### Prompt
Can you format the data below as a numbered list, starting with the line that contains "Where can the motorcycle engine" and running through the end of the data, both included, with blank lines left out?

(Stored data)
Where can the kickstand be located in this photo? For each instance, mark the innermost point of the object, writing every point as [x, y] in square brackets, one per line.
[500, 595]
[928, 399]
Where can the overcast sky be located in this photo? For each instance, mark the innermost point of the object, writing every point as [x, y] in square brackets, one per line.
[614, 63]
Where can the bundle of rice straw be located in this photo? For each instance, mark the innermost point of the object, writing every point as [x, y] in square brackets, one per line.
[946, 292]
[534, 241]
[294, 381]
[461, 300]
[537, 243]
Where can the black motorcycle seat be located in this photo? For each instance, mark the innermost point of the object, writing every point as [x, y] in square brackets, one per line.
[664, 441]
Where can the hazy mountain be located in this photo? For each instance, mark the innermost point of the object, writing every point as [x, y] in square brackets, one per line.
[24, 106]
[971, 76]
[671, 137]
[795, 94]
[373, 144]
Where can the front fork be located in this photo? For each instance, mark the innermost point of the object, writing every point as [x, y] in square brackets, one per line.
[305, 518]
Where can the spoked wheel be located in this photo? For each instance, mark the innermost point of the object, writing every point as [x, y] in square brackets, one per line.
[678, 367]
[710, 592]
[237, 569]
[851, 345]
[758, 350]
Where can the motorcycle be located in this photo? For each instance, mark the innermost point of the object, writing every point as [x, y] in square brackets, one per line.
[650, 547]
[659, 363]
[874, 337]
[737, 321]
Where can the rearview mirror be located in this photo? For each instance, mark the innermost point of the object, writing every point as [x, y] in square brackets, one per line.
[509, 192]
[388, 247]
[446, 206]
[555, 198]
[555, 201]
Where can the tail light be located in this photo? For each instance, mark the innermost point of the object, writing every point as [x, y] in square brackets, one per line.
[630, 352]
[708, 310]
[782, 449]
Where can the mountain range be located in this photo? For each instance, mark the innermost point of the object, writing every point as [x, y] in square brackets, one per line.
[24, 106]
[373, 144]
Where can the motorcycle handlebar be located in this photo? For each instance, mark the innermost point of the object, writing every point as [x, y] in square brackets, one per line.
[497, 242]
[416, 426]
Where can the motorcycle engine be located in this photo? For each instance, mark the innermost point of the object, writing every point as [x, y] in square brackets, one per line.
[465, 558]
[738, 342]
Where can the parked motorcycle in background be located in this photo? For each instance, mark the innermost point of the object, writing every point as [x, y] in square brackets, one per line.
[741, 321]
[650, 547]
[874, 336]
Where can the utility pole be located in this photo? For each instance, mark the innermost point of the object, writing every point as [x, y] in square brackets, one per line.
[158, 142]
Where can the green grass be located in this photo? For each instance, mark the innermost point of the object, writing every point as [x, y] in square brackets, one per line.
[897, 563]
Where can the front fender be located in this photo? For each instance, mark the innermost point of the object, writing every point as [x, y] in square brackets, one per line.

### Solution to the exercise
1. Where can the motorcycle engine be located in this photo? For each instance, mark the innermost point of the object, writing every point as [x, y] in square brackets, one per line.
2. [465, 558]
3. [738, 342]
4. Where can the parked motorcycle in background be located in this photo? For each instance, mark the innermost point of the object, writing every point as [x, y] in square brackets, one per line.
5. [741, 321]
6. [650, 547]
7. [874, 336]
8. Where can the utility pole be located in this photo? For each instance, mark the innermost point of the object, writing every point as [x, y] in square brackets, one per line.
9. [158, 142]
10. Where can the green grass be located in this photo? For each instance, mark the innermost point of the object, writing every point as [x, y] in square brackets, one per line.
11. [897, 563]
12. Where can the front fender be located in this photo? For each instance, mark the innermost point of the object, writing every point as [x, y] in square brackets, one per line.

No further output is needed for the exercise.